• Exercise aim
If a line below contains the string "curation", copy it out.

• Entries provided
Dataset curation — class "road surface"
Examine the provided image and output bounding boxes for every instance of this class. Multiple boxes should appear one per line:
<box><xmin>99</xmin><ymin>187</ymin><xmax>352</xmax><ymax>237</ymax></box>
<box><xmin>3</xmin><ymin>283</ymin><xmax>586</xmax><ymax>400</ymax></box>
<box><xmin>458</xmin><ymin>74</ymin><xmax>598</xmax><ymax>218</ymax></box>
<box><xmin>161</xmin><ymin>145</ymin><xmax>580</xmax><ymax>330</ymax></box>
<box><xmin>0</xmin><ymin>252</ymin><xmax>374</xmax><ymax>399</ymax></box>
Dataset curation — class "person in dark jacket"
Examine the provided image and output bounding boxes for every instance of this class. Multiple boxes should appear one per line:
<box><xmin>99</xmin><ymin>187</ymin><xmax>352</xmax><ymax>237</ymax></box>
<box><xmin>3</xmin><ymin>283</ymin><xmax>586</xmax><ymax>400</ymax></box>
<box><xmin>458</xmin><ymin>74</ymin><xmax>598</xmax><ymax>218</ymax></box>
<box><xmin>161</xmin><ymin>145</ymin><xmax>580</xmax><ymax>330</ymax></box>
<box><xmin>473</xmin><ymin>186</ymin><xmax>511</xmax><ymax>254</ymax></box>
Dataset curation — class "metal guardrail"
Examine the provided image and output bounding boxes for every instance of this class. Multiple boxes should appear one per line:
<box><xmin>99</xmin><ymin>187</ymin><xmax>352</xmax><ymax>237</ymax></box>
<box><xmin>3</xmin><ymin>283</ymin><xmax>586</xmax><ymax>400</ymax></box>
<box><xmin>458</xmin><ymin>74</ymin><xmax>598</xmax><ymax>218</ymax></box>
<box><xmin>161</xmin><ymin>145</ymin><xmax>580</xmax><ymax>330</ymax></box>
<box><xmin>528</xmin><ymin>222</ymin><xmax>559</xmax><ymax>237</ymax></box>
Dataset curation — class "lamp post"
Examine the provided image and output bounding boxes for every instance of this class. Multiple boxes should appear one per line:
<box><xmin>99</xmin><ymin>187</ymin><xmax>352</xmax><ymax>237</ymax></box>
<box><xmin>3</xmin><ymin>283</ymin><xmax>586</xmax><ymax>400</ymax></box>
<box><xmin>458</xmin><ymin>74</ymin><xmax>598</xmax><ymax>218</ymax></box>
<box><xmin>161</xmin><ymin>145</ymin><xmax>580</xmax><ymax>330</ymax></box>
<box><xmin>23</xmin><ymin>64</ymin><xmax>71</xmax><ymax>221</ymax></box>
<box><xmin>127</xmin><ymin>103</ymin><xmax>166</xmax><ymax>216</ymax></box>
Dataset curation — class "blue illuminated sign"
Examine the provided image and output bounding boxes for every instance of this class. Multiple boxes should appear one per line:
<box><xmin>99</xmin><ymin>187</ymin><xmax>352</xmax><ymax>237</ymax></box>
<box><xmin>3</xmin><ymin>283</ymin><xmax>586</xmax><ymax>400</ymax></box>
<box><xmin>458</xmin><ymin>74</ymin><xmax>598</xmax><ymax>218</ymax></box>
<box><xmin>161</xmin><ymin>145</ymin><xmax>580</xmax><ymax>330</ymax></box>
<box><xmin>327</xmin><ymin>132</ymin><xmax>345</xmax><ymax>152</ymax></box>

• Your response
Dataset curation — class "road surface"
Dataset curation — class "person in dark jacket"
Dataset curation — class "metal guardrail"
Dataset curation — class "lamp post"
Dataset curation — class "blue illuminated sign"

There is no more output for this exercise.